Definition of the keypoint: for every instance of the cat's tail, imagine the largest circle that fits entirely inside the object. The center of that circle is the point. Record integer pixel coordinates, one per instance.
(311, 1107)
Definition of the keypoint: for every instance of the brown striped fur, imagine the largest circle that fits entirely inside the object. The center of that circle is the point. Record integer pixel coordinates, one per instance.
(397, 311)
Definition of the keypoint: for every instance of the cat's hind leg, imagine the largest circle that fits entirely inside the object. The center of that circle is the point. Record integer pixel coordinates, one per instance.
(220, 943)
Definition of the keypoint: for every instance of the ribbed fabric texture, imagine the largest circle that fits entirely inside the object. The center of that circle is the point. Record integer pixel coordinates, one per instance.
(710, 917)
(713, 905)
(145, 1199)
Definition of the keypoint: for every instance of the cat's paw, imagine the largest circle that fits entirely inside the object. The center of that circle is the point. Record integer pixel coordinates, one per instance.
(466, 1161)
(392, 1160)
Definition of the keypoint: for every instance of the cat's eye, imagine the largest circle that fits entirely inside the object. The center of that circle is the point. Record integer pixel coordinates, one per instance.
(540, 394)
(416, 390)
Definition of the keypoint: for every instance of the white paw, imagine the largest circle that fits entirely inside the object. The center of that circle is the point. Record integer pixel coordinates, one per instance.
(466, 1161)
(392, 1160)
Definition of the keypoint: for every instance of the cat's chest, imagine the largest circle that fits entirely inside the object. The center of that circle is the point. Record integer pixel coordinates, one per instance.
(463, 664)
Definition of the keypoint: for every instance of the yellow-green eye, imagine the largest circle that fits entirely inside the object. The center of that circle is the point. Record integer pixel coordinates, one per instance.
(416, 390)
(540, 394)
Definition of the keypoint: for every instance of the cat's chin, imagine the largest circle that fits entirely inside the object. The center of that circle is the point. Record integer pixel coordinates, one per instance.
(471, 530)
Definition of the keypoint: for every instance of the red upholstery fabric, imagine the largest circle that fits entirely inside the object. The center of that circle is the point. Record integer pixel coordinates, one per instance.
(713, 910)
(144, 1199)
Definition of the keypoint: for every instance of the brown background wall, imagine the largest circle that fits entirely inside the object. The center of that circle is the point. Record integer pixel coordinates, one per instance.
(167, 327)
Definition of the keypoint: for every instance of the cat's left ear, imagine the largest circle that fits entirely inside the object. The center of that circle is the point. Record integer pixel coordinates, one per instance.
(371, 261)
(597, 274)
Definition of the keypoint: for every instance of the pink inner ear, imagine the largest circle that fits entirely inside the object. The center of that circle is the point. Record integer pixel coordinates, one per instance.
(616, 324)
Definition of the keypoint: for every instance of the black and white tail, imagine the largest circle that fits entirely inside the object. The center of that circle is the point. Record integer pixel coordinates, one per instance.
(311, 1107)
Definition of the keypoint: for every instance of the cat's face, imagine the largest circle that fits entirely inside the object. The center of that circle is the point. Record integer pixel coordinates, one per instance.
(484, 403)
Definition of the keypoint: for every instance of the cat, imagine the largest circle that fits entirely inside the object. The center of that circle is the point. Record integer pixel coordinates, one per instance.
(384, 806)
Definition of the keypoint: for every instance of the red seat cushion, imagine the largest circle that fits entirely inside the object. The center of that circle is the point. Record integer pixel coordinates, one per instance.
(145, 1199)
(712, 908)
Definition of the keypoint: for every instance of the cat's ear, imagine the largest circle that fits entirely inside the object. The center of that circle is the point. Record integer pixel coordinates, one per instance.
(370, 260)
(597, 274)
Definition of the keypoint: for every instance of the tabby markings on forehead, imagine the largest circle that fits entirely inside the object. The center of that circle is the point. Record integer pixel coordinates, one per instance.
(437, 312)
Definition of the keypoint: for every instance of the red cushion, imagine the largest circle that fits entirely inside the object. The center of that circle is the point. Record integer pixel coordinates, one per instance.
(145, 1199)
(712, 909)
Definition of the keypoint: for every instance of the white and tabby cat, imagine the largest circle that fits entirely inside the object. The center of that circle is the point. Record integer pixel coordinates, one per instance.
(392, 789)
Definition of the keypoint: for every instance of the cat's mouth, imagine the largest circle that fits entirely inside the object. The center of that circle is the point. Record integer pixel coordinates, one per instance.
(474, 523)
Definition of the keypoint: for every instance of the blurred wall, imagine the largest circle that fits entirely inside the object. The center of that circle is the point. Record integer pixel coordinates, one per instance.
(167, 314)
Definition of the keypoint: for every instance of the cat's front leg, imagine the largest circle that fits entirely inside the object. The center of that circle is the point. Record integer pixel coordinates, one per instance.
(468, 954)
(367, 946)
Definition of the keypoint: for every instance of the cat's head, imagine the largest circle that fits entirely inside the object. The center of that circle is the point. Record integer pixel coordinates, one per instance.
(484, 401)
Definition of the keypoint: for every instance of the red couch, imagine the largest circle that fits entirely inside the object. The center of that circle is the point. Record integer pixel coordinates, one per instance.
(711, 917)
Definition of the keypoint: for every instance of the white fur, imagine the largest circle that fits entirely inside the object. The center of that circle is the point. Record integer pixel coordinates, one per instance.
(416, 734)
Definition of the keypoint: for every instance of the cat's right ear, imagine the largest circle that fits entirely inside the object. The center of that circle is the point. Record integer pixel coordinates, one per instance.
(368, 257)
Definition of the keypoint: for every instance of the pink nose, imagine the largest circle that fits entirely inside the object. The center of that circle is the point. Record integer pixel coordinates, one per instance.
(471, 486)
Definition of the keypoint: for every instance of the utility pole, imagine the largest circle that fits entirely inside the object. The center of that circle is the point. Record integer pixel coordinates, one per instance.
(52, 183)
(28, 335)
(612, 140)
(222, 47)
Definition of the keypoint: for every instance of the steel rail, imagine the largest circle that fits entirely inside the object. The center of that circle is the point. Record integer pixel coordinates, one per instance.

::::::

▶ _Directions_
Would you write out the whole listing word for word?

▶ _Task solution_
Definition of the keypoint: for every instance of the cat's tail, imagine the largest circle that fits entirely inside the object. The center of that circle is the point. Record integer pixel coordinates, one per instance.
(311, 1107)
Definition of the keypoint: for every instance of the brown striped fur, imagine the largest circle that fits entirely inside the object. The center of that circle is the point. Record integer pixel coordinates, one per instance.
(397, 311)
Definition of the keypoint: for every instance of the cat's hind leg, imagine the largest circle that fits entirely inside the object. The center of that circle is the point. Record integer pixel coordinates, one per instance.
(220, 943)
Definition of the keypoint: for every instance of the ribbed fabric texture, imagine the largest circle that fits entirely inside the object. The center of that circle is the point. Record integer pixel coordinates, one per instance.
(710, 917)
(713, 905)
(145, 1199)
Definition of the keypoint: for every instance of the cat's paw, imagine the largest circle that fits entirely inside the object. The center of that circle is the point. Record integer pixel coordinates, one per instance.
(466, 1161)
(392, 1160)
Definition of the keypoint: for every instance of the cat's eye, imagine the largest circle that fits entirely inside the object. The center of that circle is the point. Record integer pixel coordinates, one per instance.
(540, 394)
(416, 390)
Definition of the keypoint: for every instance of the white paw, imagine the largest circle that fits entirely inside the object. The center of that circle is the point. Record integer pixel coordinates, one per instance.
(466, 1161)
(392, 1160)
Definition of the keypoint: for every instance of the cat's chest, imagine the largest circle that fits entirely inside the object. The center of that circle is the point. Record integer pixel coordinates, one per instance.
(463, 664)
Definition of the keypoint: for every instance of the yellow-green eye, imagine the largest circle that fits entirely inside the object. The center of that circle is the point. Record integer pixel coordinates, one per instance.
(416, 390)
(540, 394)
Definition of the keypoint: for every instance of the cat's chin, imagine the largest circle that fits entirely inside the object. The center of that circle is the point. Record integer pixel coordinates, one per instance.
(471, 530)
Definition of the keypoint: for every instance of the red upholstery fabric, imagine the largest circle that fits entirely inside the object. The center of that circle is the point. Record integer pixel coordinates, one per instance.
(713, 910)
(144, 1199)
Definition of the keypoint: for every instance of the brown background wall, imagine the largest circle that fits entirely inside the object. The center of that circle is the point. Record integer pixel coordinates, one per instance.
(167, 327)
Definition of the keypoint: for every instance of the cat's left ear, imagine the largest circle that fits entirely inside the object. The center of that circle is the point. Record integer pixel coordinates, one per instance.
(371, 261)
(597, 274)
Definition of the keypoint: for every instance of the pink inner ear, imagine the largest circle that fits entirely inside the object. The center of that circle is the point. Record integer pixel coordinates, one per instance.
(616, 324)
Definition of the keypoint: for every instance of the black and white tail, imagine the largest circle that fits entirely inside the object. The center of that circle is the point. Record integer pixel coordinates, one per instance.
(311, 1107)
Definition of the keypoint: for every instance of the cat's face, imagine the largest circle that fits entirely inside the object. The center of that circle is the point. Record integer pixel coordinates, one per instance.
(484, 403)
Definition of the keypoint: for every instance of the cat, imagine the largest circle that fits entirely inside the object. The center of that circle is the point. Record integer pixel coordinates, one per instance.
(384, 806)
Definition of the keypoint: for every instance of the red seat cushion, imagine the largest circle that fits entirely inside the object. The center of that circle is the point. Record integer pixel coordinates, one per instance.
(145, 1199)
(712, 908)
Definition of the keypoint: for every instance of the cat's ear, imagine the largest circle that fits entirely inside the object. The center of that circle is the point. Record integer pixel coordinates, one per instance.
(370, 260)
(597, 274)
Definition of the keypoint: for every instance of the tabby markings on forehead, imagine the largest circle that fits entirely inside the object. The center of that circle is the point. Record integer pixel coordinates, one per instance.
(437, 312)
Definition of the keypoint: for every instance of the red cushion, imagine the largest circle that fits entirely inside the object. The center of that circle is the point. Record integer pixel coordinates, one per instance.
(145, 1199)
(712, 909)
Definition of the keypoint: for every instance of the white and tabby cat, imagine the largest circle that fits entirely inside the object. The center of that circle is the point. Record integer pixel coordinates, one per instance.
(392, 789)
Definition of the keypoint: for every instance of the cat's mouth, imagine the largest circle that fits entirely inside the object. The center of that circle is the point. Record integer pixel coordinates, one per instance.
(474, 523)
Definition of the keypoint: for every instance of the blurred wall, imagine the largest circle that fits entirely inside the object. The center of that circle is the point. Record integer pixel coordinates, one per instance.
(167, 314)
Definition of the keypoint: for every instance of the cat's front leg, imagine the largest circle that fits entirely inside the object. The center of that circle is the point. Record integer pixel coordinates, one per instance.
(468, 954)
(367, 946)
Definition of the keypoint: for every instance of the cat's head, imagine the largest circle that fits entirely inside the object. The center of that circle is the point. Record integer pixel coordinates, one per instance.
(484, 401)
Definition of the keypoint: for every instance of the red couch, imagine the largest circle that fits entirely inside the object. The center of that circle is the point. Record integer pixel coordinates, one per instance.
(711, 917)
Definition of the keypoint: for every instance of the white fur, imagine the largest circle that fits entirely inside the object. The center of that circle is the point. Record integer pixel coordinates, one per instance.
(416, 734)
Definition of the keypoint: for every instance of the cat's right ear, imagine the largest circle that fits entirely inside the object. The center of that circle is the point. Record integer pixel coordinates, one per instance.
(368, 257)
Definition of the keypoint: for every instance of the pink nose, imagine the largest circle that fits entirely inside the object. The center of that circle is the point. Record integer pixel coordinates, one per instance.
(471, 486)
Definition of the keypoint: for every instance of the utility pole, imagine the largest circle that fits entirely inside the object. The center of that circle is the point. Record integer pixel coordinates, one per instance.
(52, 183)
(28, 335)
(612, 140)
(222, 47)
Definition of the keypoint: for every instance of the steel rail, imagine the largest circle that fits entirely inside the object. The center of that circle is the point. Record integer pixel coordinates, one per instance.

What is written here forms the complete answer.